- **Set task**
Beneath this sentence is a set of records; write each of them out exactly.

- **Data shown**
-- START --
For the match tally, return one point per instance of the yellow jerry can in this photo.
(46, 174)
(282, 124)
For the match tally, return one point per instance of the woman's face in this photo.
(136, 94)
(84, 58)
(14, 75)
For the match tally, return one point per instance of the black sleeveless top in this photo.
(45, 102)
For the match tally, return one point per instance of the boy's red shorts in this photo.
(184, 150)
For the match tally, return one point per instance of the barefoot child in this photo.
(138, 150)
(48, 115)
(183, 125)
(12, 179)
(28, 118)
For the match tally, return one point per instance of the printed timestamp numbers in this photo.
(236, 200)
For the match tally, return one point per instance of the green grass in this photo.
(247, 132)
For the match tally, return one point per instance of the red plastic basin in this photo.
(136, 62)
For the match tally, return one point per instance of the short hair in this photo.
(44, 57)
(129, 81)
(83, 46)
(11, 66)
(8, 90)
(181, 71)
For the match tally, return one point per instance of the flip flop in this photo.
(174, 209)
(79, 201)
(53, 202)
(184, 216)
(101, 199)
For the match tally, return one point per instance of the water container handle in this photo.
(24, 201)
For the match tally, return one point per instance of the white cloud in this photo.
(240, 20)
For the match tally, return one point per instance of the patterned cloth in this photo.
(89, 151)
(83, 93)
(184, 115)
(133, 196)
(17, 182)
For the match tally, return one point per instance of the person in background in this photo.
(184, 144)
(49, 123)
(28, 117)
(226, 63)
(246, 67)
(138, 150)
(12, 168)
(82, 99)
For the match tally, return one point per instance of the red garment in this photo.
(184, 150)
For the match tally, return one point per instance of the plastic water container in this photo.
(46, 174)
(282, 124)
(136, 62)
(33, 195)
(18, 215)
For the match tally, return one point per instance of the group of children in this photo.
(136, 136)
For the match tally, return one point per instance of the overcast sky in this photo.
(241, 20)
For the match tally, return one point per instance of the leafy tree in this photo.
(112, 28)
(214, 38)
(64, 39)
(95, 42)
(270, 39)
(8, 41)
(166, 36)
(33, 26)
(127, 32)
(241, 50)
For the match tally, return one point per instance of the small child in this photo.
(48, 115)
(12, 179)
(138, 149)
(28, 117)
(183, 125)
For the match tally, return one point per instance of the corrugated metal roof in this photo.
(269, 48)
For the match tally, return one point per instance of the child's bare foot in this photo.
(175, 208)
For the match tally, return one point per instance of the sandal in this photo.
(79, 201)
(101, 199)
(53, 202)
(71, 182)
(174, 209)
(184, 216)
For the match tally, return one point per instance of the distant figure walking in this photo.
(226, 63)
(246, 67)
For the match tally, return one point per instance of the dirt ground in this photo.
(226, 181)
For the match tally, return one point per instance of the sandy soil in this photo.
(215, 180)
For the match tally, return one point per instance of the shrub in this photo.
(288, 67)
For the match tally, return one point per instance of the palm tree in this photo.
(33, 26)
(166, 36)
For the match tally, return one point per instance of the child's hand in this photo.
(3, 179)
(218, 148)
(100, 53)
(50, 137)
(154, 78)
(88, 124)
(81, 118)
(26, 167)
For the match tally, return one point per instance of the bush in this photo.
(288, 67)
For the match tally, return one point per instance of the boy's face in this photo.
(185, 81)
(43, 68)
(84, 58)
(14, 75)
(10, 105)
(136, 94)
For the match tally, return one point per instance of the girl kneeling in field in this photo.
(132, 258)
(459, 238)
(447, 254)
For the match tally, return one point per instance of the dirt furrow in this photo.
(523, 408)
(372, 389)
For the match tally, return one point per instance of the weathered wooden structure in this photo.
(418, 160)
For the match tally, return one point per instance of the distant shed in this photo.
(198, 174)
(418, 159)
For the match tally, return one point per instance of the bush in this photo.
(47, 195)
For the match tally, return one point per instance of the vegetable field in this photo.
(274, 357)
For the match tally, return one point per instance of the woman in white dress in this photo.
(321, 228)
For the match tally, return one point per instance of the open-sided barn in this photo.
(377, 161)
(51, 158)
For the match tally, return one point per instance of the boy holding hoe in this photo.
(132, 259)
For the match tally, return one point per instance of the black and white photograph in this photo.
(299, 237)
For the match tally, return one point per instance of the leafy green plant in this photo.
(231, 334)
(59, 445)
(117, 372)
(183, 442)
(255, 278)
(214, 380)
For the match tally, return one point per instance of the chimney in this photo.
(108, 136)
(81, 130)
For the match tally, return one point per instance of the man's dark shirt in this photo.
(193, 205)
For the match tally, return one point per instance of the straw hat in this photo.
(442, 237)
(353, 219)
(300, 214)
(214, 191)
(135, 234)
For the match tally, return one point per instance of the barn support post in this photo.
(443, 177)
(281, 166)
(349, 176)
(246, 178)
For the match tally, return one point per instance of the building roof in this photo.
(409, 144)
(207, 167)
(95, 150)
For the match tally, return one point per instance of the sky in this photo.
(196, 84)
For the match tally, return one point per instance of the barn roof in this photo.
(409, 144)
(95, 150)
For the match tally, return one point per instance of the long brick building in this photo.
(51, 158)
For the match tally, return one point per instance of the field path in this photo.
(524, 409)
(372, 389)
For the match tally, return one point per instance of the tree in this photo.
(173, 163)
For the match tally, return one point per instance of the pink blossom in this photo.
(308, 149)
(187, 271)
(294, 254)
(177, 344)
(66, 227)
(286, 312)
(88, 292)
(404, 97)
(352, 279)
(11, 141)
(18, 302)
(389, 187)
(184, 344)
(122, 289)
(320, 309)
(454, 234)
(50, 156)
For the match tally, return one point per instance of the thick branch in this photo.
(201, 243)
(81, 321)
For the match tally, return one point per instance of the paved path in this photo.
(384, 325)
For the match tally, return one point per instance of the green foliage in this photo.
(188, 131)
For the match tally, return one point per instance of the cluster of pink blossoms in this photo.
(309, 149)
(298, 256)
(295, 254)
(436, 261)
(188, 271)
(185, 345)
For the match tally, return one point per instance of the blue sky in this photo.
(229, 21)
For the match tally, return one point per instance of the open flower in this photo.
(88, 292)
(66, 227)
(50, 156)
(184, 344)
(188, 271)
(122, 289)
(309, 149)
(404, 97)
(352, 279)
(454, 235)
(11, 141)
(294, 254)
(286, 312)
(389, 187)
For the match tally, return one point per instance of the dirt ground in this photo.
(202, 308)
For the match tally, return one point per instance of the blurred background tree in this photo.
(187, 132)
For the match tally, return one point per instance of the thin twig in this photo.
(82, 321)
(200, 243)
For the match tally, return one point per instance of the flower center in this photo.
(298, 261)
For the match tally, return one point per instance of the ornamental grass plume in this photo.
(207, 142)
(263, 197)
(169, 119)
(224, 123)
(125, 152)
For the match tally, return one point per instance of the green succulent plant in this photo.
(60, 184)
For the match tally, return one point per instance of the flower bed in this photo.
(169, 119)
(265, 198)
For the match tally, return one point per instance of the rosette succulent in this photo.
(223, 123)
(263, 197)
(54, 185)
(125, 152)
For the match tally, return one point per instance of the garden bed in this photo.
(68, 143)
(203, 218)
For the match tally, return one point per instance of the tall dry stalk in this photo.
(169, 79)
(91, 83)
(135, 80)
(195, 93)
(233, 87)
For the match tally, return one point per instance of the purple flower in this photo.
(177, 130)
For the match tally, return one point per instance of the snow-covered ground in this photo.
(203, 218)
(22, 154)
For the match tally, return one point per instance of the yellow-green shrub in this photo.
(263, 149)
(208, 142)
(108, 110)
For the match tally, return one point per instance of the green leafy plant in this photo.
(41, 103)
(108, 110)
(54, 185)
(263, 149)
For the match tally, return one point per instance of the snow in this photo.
-- END --
- **Solution for this exercise**
For the match tally, return one point per instance of the yellow jerry can in this photo.
(46, 174)
(282, 124)
For the match tally, return one point per instance of the woman's face in this photo.
(136, 94)
(84, 58)
(14, 75)
For the match tally, return one point per instance of the black sleeveless top in this photo.
(45, 102)
For the match tally, return one point per instance of the boy's red shorts in this photo.
(184, 150)
For the match tally, return one point per instance of the barefoot child in this photo.
(138, 150)
(48, 115)
(183, 125)
(12, 179)
(28, 118)
For the match tally, return one point per instance of the printed timestamp numbers in this photo.
(236, 200)
For the match tally, return one point per instance of the green grass in this photo.
(247, 132)
For the match tally, return one point per instance of the red plastic basin in this photo.
(136, 62)
For the match tally, return one point per instance of the short hair in this photo.
(44, 57)
(129, 81)
(83, 46)
(11, 66)
(8, 90)
(181, 71)
For the match tally, return one point per instance of the flip flop in this photo.
(174, 209)
(79, 201)
(53, 202)
(184, 216)
(101, 199)
For the match tally, return one point per instance of the water container handle in this photo.
(24, 201)
For the match tally, return one point per instance of the white cloud in this photo.
(240, 20)
For the match tally, return one point per instance of the patterned cloth in this photo.
(89, 151)
(83, 93)
(184, 115)
(133, 196)
(17, 182)
For the match tally, return one point per instance of the person in background in this photo.
(184, 144)
(49, 123)
(28, 117)
(226, 63)
(246, 67)
(138, 150)
(12, 168)
(82, 99)
For the match tally, return one point per instance of the red garment in this photo.
(184, 150)
For the match tally, return one point per instance of the plastic water container in this photo.
(46, 174)
(282, 124)
(136, 62)
(33, 195)
(18, 215)
For the match tally, return one point per instance of the group of children in this photo.
(136, 136)
For the match tally, return one point per instance of the overcast sky in this photo.
(241, 20)
For the match tally, return one point per instance of the leafy tree in this photo.
(112, 28)
(214, 38)
(64, 39)
(95, 42)
(270, 39)
(8, 41)
(166, 36)
(33, 26)
(127, 32)
(241, 50)
For the match tally, return one point per instance of the small child in this photo.
(48, 115)
(12, 179)
(138, 149)
(28, 117)
(183, 125)
For the match tally, return one point per instance of the corrugated metal roof in this photo.
(269, 48)
For the match tally, return one point per instance of the child's bare foot in this photo.
(175, 208)
For the match tally, return one point per instance of the sandal in this photo.
(79, 201)
(101, 199)
(53, 202)
(71, 182)
(174, 209)
(184, 216)
For the match tally, return one point per instance of the distant figure walking in this photo.
(226, 63)
(246, 67)
For the match tally, return one point per instance of the dirt ground in this photo.
(226, 181)
For the match tally, return one point per instance of the sandy soil in this photo.
(215, 180)
For the match tally, return one point per instance of the shrub in this photo.
(288, 67)
For the match tally, return one point per instance of the palm tree in this photo.
(33, 26)
(166, 36)
For the match tally, return one point per instance of the child's hand in this photo.
(3, 179)
(218, 148)
(100, 53)
(50, 137)
(154, 78)
(88, 124)
(81, 118)
(26, 167)
For the match tally, return one point per instance of the bush in this photo.
(288, 67)
For the match tally, return one point per instance of the boy's face in this photo.
(185, 81)
(43, 68)
(84, 58)
(14, 75)
(10, 105)
(136, 94)
For the match tally, return one point per instance of the girl kneeling in field in this photo.
(132, 258)
(459, 238)
(447, 254)
For the match tally, return one point per instance of the dirt furrow in this photo.
(523, 408)
(372, 389)
For the match tally, return one point per instance of the weathered wooden structure in this photo.
(418, 160)
For the match tally, return one point per instance of the distant shed in this photo.
(198, 174)
(418, 159)
For the match tally, return one point per instance of the bush in this photo.
(47, 195)
For the match tally, return one point per instance of the vegetable field in this photo.
(274, 357)
For the match tally, return one point per instance of the woman in white dress in this photo.
(321, 228)
For the match tally, return one point per instance of the open-sided barn in this photo.
(377, 161)
(51, 158)
For the match tally, return one point per instance of the boy holding hoe in this photo.
(132, 259)
For the match tally, return one point per instance of the black and white photograph in this photo.
(299, 237)
For the match tally, return one point per instance of the leafy green plant in this photo.
(231, 334)
(59, 445)
(117, 372)
(183, 442)
(255, 278)
(214, 380)
For the match tally, return one point per instance of the chimney in this photo.
(108, 136)
(81, 130)
For the match tally, return one point per instance of the man's dark shirt in this photo.
(193, 205)
For the match tally, return one point per instance of the straw hat in this photo.
(442, 237)
(353, 219)
(300, 214)
(214, 191)
(135, 234)
For the match tally, return one point per instance of the barn support post in this photo.
(443, 177)
(281, 166)
(349, 176)
(246, 178)
For the match tally, return one point per instance of the building roof in this photo.
(409, 144)
(207, 167)
(95, 150)
For the match tally, return one point per instance of the sky in this photo.
(196, 84)
For the match tally, return one point per instance of the barn roof in this photo.
(409, 144)
(95, 150)
For the match tally, return one point per instance of the long brick building in this photo.
(51, 158)
For the match tally, return one point per instance of the field path in this photo.
(524, 409)
(372, 389)
For the match tally, return one point per instance of the tree in this photo.
(173, 163)
For the match tally, return one point per instance of the pink blossom in this photo.
(308, 149)
(187, 271)
(294, 254)
(177, 344)
(66, 227)
(286, 312)
(88, 292)
(404, 97)
(352, 279)
(11, 141)
(18, 302)
(389, 187)
(184, 344)
(122, 289)
(320, 309)
(454, 234)
(50, 156)
For the match tally, return one point per instance of the thick branch in this photo.
(201, 243)
(81, 321)
For the match tally, return one point per instance of the paved path in this photo.
(384, 325)
For the match tally, return one point per instance of the green foliage in this photo.
(188, 131)
For the match tally, return one point per instance of the cluster of pink blossoms in this photo.
(309, 149)
(298, 256)
(295, 254)
(436, 261)
(188, 271)
(185, 345)
For the match tally, return one point per instance of the blue sky in this photo.
(229, 21)
For the match tally, return one point per instance of the open flower in this photo.
(88, 292)
(66, 227)
(50, 156)
(184, 344)
(188, 271)
(122, 289)
(309, 149)
(404, 97)
(352, 279)
(454, 235)
(11, 141)
(294, 254)
(286, 312)
(389, 187)
For the match tally, return one point per instance of the dirt ground in this photo.
(202, 308)
For the match tally, return one point per instance of the blurred background tree in this photo.
(187, 132)
For the match tally, return one point per instance of the thin twig in this photo.
(82, 321)
(200, 243)
For the match tally, return one point per instance of the flower center in this photo.
(298, 261)
For the match tally, return one point per instance of the ornamental grass plume in this photo.
(207, 142)
(263, 197)
(169, 119)
(224, 123)
(125, 152)
For the match tally, return one point per instance of the green succulent plant in this photo.
(60, 184)
For the match tally, return one point per instance of the flower bed in this photo.
(169, 119)
(265, 198)
For the match tally, return one point per instance of the rosette succulent in this photo.
(223, 123)
(263, 197)
(54, 185)
(125, 152)
For the match tally, return one point per instance of the garden bed in this photo.
(68, 143)
(203, 218)
For the match tally, return one point per instance of the tall dry stalk in this photo.
(169, 79)
(91, 83)
(135, 80)
(195, 93)
(233, 87)
For the match tally, return one point per instance of the purple flower in this photo.
(177, 130)
For the match tally, return one point per instance of the snow-covered ground in this photo.
(203, 218)
(22, 154)
For the match tally, return one point per instance of the yellow-green shrub in this photo.
(263, 149)
(208, 142)
(108, 110)
For the match tally, return one point per instance of the green leafy plant in this photo.
(41, 103)
(108, 110)
(54, 185)
(263, 149)
For the match tally, return one point per instance of the snow in this photo.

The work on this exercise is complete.